Task objective:
The expected output is exactly the lines below, starting at the line with "Each instance of the soldier" and ending at the line with "Each instance of the paved", both included; no other line belongs in it.
*** Opening Input data ***
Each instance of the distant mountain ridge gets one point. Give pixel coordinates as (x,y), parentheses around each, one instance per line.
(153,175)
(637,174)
*** Closing Input data ***
*** Opening Input data ***
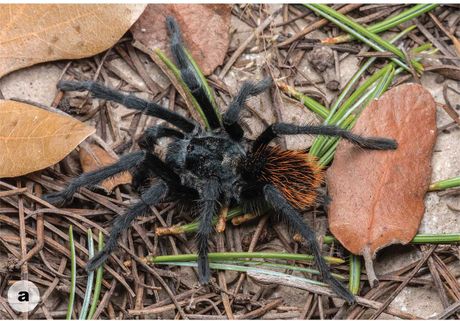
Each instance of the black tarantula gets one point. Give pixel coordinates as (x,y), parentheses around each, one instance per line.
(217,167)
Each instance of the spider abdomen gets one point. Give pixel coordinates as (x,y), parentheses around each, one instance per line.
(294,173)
*** Closing Input data ***
*** Opening Input data ***
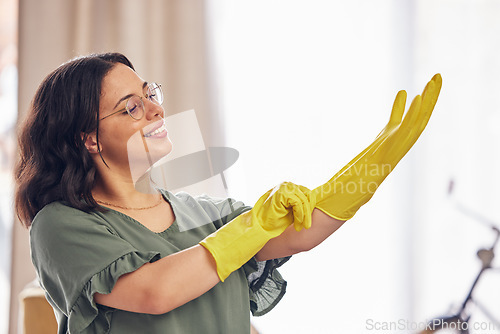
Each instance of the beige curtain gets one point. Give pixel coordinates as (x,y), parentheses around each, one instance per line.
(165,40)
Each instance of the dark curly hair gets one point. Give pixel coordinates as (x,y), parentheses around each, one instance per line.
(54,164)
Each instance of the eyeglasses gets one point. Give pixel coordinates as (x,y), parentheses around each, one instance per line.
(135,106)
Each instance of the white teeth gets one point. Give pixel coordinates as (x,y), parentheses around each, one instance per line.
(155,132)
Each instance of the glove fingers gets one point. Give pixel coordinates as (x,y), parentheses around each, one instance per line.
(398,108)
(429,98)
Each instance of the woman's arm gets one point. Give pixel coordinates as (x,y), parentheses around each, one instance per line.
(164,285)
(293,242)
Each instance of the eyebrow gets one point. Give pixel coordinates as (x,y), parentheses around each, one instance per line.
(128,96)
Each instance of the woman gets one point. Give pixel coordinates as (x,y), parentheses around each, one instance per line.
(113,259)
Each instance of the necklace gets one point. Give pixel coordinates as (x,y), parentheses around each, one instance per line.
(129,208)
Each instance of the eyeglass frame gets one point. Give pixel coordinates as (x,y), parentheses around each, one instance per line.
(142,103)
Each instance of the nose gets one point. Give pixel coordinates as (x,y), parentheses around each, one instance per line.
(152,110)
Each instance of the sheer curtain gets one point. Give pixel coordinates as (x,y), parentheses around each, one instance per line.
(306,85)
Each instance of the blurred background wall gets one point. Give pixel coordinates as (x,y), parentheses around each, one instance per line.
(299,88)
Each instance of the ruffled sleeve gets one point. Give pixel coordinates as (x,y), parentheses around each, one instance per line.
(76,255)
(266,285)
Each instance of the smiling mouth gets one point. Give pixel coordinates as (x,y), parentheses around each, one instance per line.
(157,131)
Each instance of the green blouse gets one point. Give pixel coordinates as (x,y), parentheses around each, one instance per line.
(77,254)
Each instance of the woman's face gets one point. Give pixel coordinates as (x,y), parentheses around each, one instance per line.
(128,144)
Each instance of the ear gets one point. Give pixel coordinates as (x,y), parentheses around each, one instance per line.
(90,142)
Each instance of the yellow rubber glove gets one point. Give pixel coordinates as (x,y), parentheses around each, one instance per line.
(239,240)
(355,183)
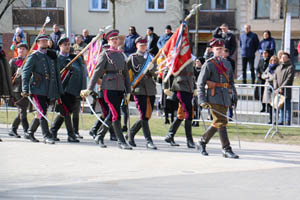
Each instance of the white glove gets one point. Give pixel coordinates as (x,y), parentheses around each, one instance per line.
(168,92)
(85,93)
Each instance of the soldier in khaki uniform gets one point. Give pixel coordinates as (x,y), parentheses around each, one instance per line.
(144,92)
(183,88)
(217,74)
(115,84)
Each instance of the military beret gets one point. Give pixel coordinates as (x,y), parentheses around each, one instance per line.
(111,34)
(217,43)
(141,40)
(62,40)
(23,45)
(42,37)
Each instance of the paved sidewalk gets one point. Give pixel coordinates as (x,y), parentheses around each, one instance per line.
*** Closing Input data ***
Answer box:
Each instance of the soldier in khaki uniform gets one point. Give pixel coordinates as (x,y), parentheses around each, one instance per line.
(144,92)
(183,88)
(217,74)
(115,84)
Each instance of the military beret gets one point. Give pixel coordinates as (x,y), parentheses around each, one instance per line.
(111,34)
(217,43)
(141,40)
(62,40)
(23,45)
(42,37)
Each instance of the paved sidewalk gets one point. Give pixel coordinates as (x,y), parentheses around each, one instance per line.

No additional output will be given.